DIRECTIONS
Retype all material exactly. Pictures stay out of the copy.

+++ DATA PROVIDED

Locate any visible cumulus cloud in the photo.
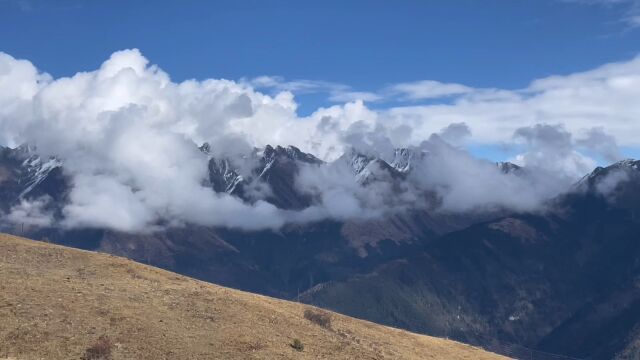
[389,80,474,100]
[0,50,640,231]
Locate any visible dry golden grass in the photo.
[0,234,502,360]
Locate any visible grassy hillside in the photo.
[0,235,502,360]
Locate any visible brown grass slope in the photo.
[0,234,502,360]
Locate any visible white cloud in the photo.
[4,197,53,227]
[0,50,640,231]
[388,80,474,100]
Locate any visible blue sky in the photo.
[0,0,640,89]
[0,0,640,162]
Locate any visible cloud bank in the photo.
[0,49,640,231]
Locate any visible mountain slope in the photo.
[0,235,501,359]
[302,161,640,359]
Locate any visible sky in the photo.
[0,0,640,231]
[0,0,640,93]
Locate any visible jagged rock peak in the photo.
[262,145,322,164]
[496,161,522,174]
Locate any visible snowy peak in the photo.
[389,148,428,173]
[262,145,322,164]
[496,161,522,174]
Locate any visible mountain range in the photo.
[0,144,640,359]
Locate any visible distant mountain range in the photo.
[0,144,640,359]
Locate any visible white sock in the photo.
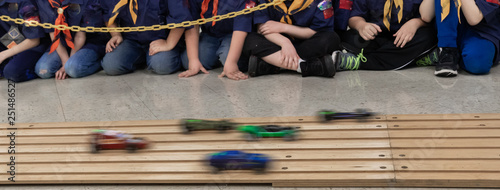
[297,59,306,73]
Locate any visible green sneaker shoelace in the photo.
[342,49,367,70]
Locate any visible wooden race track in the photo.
[0,114,500,187]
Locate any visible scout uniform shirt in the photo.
[0,0,49,52]
[37,0,108,56]
[102,0,192,45]
[254,0,334,31]
[461,0,500,63]
[351,0,422,33]
[189,0,256,37]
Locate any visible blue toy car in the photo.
[208,150,270,173]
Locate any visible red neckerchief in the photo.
[200,0,219,26]
[48,0,75,53]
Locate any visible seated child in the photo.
[0,0,50,82]
[420,0,500,77]
[244,0,340,77]
[35,0,107,80]
[335,0,436,71]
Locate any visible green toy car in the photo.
[181,119,236,134]
[238,125,300,141]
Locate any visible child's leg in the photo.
[64,48,101,78]
[102,40,146,75]
[198,32,221,70]
[3,50,43,82]
[352,27,436,70]
[460,30,496,74]
[35,51,62,79]
[147,46,182,75]
[217,34,233,65]
[434,0,458,48]
[297,32,341,60]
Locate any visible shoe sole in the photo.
[248,56,259,77]
[434,69,458,77]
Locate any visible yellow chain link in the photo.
[0,0,285,32]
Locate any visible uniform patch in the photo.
[323,7,333,19]
[318,0,333,11]
[339,0,352,10]
[245,1,255,9]
[486,0,500,5]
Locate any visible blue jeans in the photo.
[182,32,233,70]
[459,30,496,74]
[102,39,183,75]
[35,49,101,79]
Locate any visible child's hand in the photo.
[219,63,248,80]
[259,20,286,35]
[55,66,68,80]
[149,39,174,56]
[106,35,123,53]
[281,43,300,70]
[178,61,208,78]
[359,22,382,41]
[393,19,419,48]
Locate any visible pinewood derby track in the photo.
[0,114,500,187]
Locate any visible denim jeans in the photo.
[182,32,233,70]
[35,49,101,79]
[102,39,183,75]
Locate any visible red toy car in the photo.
[90,130,149,153]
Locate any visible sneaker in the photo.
[300,55,335,78]
[434,47,460,77]
[415,48,439,67]
[334,49,367,71]
[248,55,280,77]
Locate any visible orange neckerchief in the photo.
[441,0,462,23]
[274,0,314,24]
[48,0,75,53]
[382,0,403,31]
[200,0,219,26]
[106,0,139,26]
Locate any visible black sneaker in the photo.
[434,47,460,77]
[248,55,281,77]
[333,50,367,71]
[300,55,336,78]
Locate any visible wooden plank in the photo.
[0,171,394,184]
[0,130,388,145]
[0,149,391,164]
[394,159,500,174]
[387,120,500,130]
[386,113,500,121]
[391,138,500,149]
[8,160,394,175]
[392,148,500,160]
[389,129,500,139]
[7,138,389,154]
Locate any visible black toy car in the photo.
[181,119,236,134]
[318,109,375,121]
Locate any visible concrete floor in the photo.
[0,67,500,190]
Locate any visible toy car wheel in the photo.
[283,133,297,141]
[182,126,193,134]
[212,167,222,174]
[244,133,258,141]
[127,144,137,153]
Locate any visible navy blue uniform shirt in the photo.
[103,0,193,45]
[351,0,422,33]
[37,0,108,55]
[254,0,334,31]
[0,0,49,52]
[468,0,500,63]
[189,0,256,37]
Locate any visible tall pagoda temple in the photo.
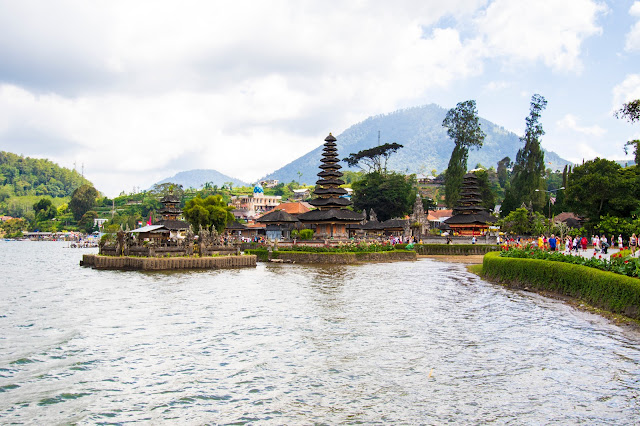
[298,133,363,239]
[154,193,189,237]
[444,173,496,236]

++++++

WORKED ANSWER
Locate any visible cumulus cloud in the photo.
[389,80,474,100]
[0,50,640,231]
Locate any visible dry golden grass in the photo.
[0,234,502,360]
Locate any visible grassy hillside in the photo.
[0,235,502,360]
Locate any visible brown grass slope in the photo.
[0,234,502,360]
Locate any visible white cloud in the photo.
[4,197,53,227]
[0,50,640,231]
[388,80,474,100]
Locate any visible blue sky in the photo.
[0,0,640,89]
[0,0,640,162]
Locate any visible cloud bank in the photo.
[0,49,640,231]
Locate any visible mountain slope in the photo.
[0,235,501,359]
[302,161,640,359]
Locate any visible sky in the photo.
[0,0,640,231]
[0,0,640,93]
Locate any visible jagged rock peak in the photo.
[262,145,322,164]
[496,161,522,174]
Locate any visible snowy peak in the photo.
[389,148,428,173]
[262,145,322,164]
[496,161,522,174]
Locate any visible mountain range in the photo.
[0,144,640,359]
Locate any visible distant mountain range in the photo.
[0,144,640,359]
Locate any visible white sock in the photo.
[297,59,306,73]
Locate any visible green sneaker shoelace in the photo.
[342,49,367,70]
Locate any visible wooden race track in the photo.
[0,114,500,187]
Locate any visible scout uniform shirt in the photo.
[0,0,49,52]
[37,0,108,56]
[102,0,192,45]
[254,0,334,31]
[461,0,500,63]
[351,0,422,33]
[189,0,256,37]
Locate any visible blue toy car in the photo.
[208,150,270,173]
Locate any visible red neckerchief in the photo.
[200,0,219,26]
[48,0,75,53]
Locate any visible seated child in the photo.
[0,0,50,82]
[420,0,500,77]
[244,0,340,77]
[35,0,107,80]
[335,0,436,71]
Locate any visible green toy car in the photo.
[181,119,236,134]
[238,125,300,141]
Locate any visible child's leg in the photo.
[64,48,101,78]
[102,40,146,75]
[198,32,221,70]
[3,50,43,82]
[352,27,436,70]
[460,30,496,74]
[35,51,62,79]
[147,46,182,75]
[217,34,233,65]
[434,0,458,48]
[297,32,341,60]
Locate any visible shoe sole in the photo.
[248,56,259,77]
[434,69,458,77]
Locate any visible yellow chain link in the photo.
[0,0,285,32]
Locate any visible uniform patch in the photo.
[323,7,333,19]
[318,0,333,11]
[339,0,352,10]
[245,1,255,9]
[486,0,500,5]
Locate any visible blue jeans in the photo.
[182,32,233,70]
[459,30,496,74]
[102,39,183,75]
[35,49,101,79]
Locate any visible child's hand in the photo.
[219,63,248,80]
[259,20,286,35]
[55,66,68,80]
[149,39,174,56]
[106,35,123,53]
[281,43,300,70]
[178,61,208,78]
[359,22,382,41]
[393,19,419,48]
Locate any visible pinewood derby track in the photo.
[0,114,500,187]
Locate any visible denim jeans in the photo.
[182,32,233,70]
[35,49,101,79]
[102,39,183,75]
Locate any visible red toy car in the photo.
[90,130,149,153]
Locate any visible sneaker in the photo.
[300,55,335,78]
[434,47,460,77]
[415,48,439,67]
[334,49,367,71]
[248,55,280,77]
Locate any visible orange neckerchief in the photo.
[441,0,462,23]
[274,0,314,24]
[48,0,75,53]
[382,0,403,31]
[200,0,219,26]
[106,0,139,26]
Locate any visible black sneaker in the photo.
[434,47,460,77]
[248,55,281,77]
[333,50,367,71]
[300,55,336,78]
Locate any visible wooden plank in the photo.
[0,171,394,184]
[0,130,388,145]
[0,149,391,164]
[394,159,500,174]
[387,120,500,130]
[386,113,500,121]
[391,138,500,149]
[8,160,394,175]
[392,148,500,160]
[389,129,500,139]
[7,138,389,154]
Locate any visible black toy car in the photo.
[181,119,236,134]
[318,109,375,121]
Locate any visible concrete floor in the photo.
[0,67,500,190]
Locate any visible toy car wheel in the photo.
[283,133,297,141]
[182,126,193,134]
[212,167,222,174]
[244,133,258,141]
[127,144,137,153]
Locate any visible navy blue uniform shirt in the photo.
[103,0,193,45]
[351,0,422,33]
[37,0,108,55]
[254,0,334,31]
[0,0,49,52]
[468,0,500,63]
[189,0,256,37]
Locate any visible tall pagoda temple in the photo.
[298,133,363,239]
[154,193,189,237]
[444,173,496,236]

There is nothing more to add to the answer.